課題一覧:
- A) 原文では、SPARCSは特定の複数の遺伝子のどの領域に逆向きに存在しているとされているか。
- B) 次の(i)〜(iii)が原文の内容と合っているかを「はい」か「いいえ」で答え、判断の決め手となる原文の語句を引用してください。(i) 二本鎖RNAはIFN-γ曝露後に産生される。(ii) ヒト腫瘍でのSPARCSの誘導は、EZH2の発現上昇と関連している。(iii) SPARCSが高発現する腫瘍では免疫細胞の浸潤が見られない。

原文:
Nature Medicine 24, 8 doi: 10.1038/s41591-018-0116-5

間葉系腫瘍の亜集団には、腫瘍形成性サイトカインを分泌して治療抵抗性を助長するものがある。この現象は、化学療法抵抗性の小細胞肺がんや分子標的治療薬への耐性に関係しているが、未だ不明な点が多い。我々は、このような細胞で自然免疫シグナル伝達に関与する内在性レトロウイルス(ERV)のサブクラスの1つを明らかにした。SPARCS(stimulated 3 prime antisense retroviral coding sequence)は、STAT1やEZH2によって調節されることの多い特定の複数の遺伝子の3′ 非翻訳領域に逆向きに存在している。これらの座位の抑制を解除すると、IFN-γ曝露後に、STAT1が活性化する遺伝子のプロモーターやアンチセンスERVの5′ LTR(long terminal repeat)から起こる双方向性の転写によって、二本鎖RNAが産生される。MAVSやSTINGが誘導されると、下流のTBK1、IRF3、STAT1シグナル伝達が活性化され、正のフィードバックループが持続する。ヒト腫瘍でのSPARCSの誘導は、主要組織適合遺伝子複合体クラスIの発現、間葉マーカー、およびEZH2などのクロマチン修飾酵素の発現低下と密接に関連している。誘導性SPARCS高発現細胞株の解析から、AXL/MET陽性の間葉系細胞の状態との強い関連が明らかになった。SPARCSが高発現する腫瘍では免疫細胞の浸潤が見られるが、免疫抑制された微小環境の複数の特徴も見られる。まとめるとこれらのデータは、発現抑制が解除された際にがんで病因となる自然免疫シグナル伝達が誘導されるERVのサブクラスを明らかにしており、これはがん免疫療法と重要な関係がある。

[データソースから取得したリスト]
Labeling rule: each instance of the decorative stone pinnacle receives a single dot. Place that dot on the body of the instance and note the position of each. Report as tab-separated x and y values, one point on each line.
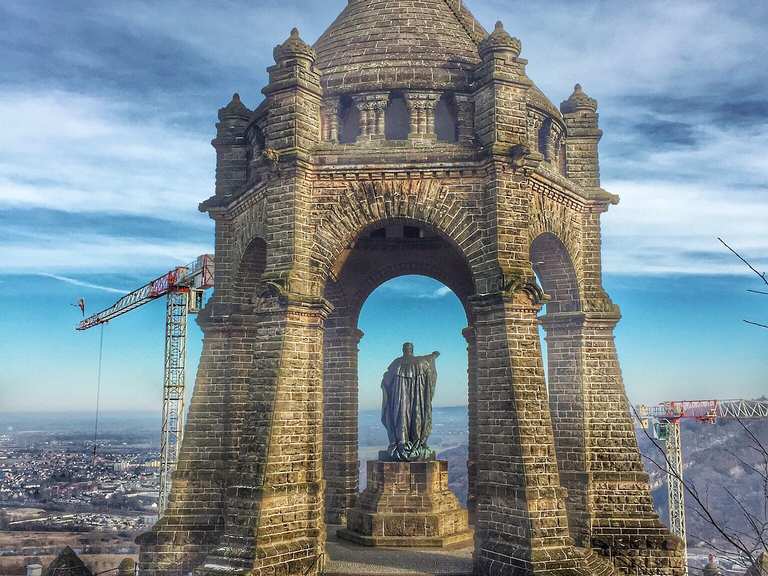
500	41
294	47
578	101
235	109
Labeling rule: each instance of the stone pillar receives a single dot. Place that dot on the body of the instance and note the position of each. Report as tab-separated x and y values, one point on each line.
275	499
621	504
231	147
372	107
194	519
567	405
521	525
422	106
340	414
329	112
581	119
465	112
469	336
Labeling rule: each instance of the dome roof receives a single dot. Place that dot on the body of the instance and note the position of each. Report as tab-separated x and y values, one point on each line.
389	44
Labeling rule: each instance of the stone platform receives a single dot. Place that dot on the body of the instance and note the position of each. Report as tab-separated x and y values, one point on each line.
344	558
407	504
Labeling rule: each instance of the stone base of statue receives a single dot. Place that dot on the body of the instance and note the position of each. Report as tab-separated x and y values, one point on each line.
407	504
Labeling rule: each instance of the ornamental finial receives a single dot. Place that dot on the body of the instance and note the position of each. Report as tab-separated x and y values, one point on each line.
578	101
500	41
293	47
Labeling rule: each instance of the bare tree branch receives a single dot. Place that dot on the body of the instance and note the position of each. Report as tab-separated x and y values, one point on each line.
746	552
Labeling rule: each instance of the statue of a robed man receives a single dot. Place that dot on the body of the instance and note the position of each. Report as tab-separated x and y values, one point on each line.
406	408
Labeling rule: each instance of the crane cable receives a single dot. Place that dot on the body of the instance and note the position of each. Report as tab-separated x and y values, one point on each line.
98	395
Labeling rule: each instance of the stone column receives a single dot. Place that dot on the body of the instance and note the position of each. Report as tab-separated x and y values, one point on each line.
581	118
465	112
620	500
340	445
330	119
275	499
194	520
422	105
521	525
567	405
469	336
372	107
535	120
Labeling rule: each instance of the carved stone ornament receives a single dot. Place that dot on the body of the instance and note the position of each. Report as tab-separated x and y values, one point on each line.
517	156
272	157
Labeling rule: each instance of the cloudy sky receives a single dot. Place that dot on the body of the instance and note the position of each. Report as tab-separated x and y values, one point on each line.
106	113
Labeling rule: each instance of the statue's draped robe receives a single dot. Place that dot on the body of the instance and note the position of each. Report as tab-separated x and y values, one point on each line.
406	410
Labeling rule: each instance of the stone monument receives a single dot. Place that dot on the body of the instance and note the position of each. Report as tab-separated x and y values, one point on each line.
407	502
408	139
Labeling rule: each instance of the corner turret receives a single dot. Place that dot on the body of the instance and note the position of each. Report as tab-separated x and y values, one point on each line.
581	120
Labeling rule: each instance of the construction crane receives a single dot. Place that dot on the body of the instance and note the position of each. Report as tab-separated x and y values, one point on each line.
666	427
183	287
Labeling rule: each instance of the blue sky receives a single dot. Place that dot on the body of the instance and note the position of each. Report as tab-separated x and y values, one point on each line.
107	110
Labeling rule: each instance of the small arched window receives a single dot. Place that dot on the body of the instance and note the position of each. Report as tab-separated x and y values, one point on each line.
396	118
446	119
562	160
349	121
546	126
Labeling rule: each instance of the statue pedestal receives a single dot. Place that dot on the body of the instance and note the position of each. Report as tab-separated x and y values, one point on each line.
407	504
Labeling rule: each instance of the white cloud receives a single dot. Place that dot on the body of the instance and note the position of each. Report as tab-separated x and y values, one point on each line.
76	282
54	254
678	201
76	153
416	287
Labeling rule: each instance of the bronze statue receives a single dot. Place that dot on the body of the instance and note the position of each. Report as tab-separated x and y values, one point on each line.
406	408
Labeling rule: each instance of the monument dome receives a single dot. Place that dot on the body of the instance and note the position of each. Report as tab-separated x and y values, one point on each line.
375	44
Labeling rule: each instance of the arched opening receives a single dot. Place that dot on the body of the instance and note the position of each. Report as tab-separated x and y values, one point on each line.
555	272
561	349
430	316
396	118
349	121
446	119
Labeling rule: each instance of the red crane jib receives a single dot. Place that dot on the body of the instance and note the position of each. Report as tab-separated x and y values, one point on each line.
196	275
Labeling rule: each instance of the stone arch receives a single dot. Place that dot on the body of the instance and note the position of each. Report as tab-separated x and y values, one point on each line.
250	268
554	268
371	260
458	285
548	216
362	204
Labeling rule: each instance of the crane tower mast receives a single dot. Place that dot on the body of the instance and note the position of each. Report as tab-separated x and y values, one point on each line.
183	287
667	417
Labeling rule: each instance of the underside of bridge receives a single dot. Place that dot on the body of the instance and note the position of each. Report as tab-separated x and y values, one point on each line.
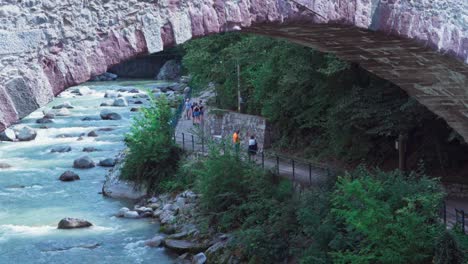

解答一覧:
- A) 3′ 非翻訳領域(STAT1やEZH2によって調節されることの多い特定の複数の遺伝子の3′ 非翻訳領域)。

- B)
(i) はい。「IFN-γ曝露後に、STAT1が活性化する遺伝子のプロモーターやアンチセンスERVの5′ LTR(long terminal repeat)から起こる双方向性の転写によって、二本鎖RNAが産生される」
(ii) いいえ。「EZH2などのクロマチン修飾酵素の発現低下と密接に関連している」
(iii) いいえ。「SPARCSが高発現する腫瘍では免疫細胞の浸潤が見られる」